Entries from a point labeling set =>
- - - -
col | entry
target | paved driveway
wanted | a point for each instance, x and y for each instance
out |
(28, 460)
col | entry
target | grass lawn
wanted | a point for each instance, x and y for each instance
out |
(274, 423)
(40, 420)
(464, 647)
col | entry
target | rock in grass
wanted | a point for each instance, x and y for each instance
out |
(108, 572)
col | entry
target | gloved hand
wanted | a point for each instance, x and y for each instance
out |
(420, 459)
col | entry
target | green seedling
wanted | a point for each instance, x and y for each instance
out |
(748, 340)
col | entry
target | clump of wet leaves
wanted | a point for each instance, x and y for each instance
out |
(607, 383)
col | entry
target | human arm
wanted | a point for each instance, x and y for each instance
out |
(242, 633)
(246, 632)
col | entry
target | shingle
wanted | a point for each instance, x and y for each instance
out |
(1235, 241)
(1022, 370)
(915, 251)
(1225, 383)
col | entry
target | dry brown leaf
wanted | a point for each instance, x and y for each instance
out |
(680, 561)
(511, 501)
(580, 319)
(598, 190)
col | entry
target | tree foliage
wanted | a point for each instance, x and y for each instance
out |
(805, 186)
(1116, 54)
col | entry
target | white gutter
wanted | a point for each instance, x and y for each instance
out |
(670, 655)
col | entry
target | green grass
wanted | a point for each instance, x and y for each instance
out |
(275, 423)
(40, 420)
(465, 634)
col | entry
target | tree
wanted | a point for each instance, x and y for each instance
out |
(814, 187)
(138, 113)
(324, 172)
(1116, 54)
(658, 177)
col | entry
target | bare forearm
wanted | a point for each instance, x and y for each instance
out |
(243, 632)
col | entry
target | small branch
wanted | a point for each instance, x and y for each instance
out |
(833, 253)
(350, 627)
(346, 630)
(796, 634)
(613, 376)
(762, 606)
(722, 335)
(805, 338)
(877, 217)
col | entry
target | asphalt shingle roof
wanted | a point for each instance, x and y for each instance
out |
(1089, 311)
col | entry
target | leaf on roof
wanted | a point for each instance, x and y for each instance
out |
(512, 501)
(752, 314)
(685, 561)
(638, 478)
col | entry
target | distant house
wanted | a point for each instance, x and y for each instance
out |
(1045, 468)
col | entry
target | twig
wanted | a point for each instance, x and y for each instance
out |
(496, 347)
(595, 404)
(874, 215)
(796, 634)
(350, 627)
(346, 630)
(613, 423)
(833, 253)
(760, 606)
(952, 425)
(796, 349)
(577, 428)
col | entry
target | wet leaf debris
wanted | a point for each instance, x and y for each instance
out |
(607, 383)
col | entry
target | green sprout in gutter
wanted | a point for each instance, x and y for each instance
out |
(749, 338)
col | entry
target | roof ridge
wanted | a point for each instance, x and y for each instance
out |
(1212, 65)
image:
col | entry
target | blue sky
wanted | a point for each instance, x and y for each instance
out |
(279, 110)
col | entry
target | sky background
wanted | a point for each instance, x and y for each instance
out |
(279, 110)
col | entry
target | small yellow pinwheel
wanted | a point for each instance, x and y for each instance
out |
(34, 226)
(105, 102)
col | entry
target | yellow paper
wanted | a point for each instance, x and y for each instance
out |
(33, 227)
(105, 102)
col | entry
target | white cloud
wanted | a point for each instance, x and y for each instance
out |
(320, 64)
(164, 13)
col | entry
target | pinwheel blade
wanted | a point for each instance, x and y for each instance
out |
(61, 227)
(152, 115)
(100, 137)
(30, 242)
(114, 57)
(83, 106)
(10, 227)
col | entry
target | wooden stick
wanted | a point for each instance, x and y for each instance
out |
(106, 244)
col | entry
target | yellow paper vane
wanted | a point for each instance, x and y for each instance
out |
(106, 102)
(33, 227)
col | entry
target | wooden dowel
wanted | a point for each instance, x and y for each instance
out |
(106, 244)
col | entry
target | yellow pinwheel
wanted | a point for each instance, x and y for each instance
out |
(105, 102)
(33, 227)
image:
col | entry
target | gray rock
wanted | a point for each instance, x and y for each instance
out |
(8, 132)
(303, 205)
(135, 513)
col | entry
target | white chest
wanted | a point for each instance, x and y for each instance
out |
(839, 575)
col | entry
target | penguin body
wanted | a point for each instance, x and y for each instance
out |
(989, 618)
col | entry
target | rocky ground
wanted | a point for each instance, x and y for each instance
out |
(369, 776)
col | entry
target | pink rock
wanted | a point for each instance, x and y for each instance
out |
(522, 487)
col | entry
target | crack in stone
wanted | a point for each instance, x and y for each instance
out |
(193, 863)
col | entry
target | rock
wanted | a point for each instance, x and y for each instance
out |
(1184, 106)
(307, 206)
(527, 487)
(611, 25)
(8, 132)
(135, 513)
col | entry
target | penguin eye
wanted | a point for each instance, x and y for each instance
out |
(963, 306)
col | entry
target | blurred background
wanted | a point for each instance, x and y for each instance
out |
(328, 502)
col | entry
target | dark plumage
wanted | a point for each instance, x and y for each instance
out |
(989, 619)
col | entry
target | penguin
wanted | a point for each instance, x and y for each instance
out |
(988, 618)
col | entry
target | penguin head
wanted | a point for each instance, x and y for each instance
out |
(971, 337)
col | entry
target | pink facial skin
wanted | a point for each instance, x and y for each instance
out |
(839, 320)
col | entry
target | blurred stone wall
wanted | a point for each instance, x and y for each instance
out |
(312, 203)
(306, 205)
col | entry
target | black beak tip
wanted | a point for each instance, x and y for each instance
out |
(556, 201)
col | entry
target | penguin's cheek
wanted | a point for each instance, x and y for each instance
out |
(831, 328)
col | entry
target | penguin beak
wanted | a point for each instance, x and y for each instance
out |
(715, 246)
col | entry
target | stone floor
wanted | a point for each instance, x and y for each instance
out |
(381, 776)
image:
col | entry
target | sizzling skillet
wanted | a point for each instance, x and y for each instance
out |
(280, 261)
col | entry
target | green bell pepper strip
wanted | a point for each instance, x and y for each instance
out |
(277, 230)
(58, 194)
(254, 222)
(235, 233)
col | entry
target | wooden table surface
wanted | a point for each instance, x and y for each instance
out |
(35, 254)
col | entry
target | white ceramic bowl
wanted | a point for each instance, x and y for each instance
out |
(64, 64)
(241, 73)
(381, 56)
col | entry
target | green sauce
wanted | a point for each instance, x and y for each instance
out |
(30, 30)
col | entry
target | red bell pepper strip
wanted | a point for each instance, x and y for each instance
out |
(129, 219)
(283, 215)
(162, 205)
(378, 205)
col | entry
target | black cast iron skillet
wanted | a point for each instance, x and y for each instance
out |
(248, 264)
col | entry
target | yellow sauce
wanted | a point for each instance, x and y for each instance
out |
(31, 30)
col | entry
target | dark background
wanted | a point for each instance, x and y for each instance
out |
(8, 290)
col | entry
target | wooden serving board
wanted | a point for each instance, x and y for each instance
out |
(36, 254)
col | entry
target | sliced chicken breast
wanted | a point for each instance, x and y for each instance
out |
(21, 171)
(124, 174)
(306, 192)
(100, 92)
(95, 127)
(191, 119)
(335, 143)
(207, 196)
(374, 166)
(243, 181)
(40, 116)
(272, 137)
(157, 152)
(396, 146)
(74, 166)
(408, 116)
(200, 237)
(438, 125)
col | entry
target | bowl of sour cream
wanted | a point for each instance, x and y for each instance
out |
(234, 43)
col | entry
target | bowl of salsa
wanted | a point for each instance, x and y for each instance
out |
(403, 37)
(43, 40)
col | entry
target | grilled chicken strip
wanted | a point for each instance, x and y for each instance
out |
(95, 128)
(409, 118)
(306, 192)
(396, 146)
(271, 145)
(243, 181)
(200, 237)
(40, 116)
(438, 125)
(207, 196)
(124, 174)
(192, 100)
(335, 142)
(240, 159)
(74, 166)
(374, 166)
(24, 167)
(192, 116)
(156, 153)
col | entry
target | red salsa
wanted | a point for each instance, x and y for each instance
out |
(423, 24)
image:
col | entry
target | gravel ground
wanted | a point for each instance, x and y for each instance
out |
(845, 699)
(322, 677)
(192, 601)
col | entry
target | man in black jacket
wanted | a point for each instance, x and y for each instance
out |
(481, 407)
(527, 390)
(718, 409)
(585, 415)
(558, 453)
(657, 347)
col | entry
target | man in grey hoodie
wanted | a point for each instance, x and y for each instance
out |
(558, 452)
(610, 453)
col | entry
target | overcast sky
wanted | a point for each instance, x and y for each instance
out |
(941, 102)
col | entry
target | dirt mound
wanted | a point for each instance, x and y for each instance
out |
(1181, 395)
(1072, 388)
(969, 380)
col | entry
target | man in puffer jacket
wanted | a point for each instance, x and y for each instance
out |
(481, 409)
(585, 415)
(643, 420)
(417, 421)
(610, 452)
- - - -
What is required => Could you gather every line in the entries above that contains the word "dark" and copy each one out? Case counts, so match only that exact capitalization.

Exercise response =>
target | dark plumage
target | dark background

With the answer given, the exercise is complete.